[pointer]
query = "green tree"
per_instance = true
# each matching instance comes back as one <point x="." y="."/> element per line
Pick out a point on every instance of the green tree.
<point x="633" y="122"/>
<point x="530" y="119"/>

☆ ☆ ☆ ☆ ☆

Copy every line of the records above word for word, with nothing changed.

Response:
[pointer]
query = "green tree"
per_instance = true
# each matching instance comes back as one <point x="." y="."/> element per line
Pick out a point on every instance of the green tree.
<point x="633" y="122"/>
<point x="530" y="119"/>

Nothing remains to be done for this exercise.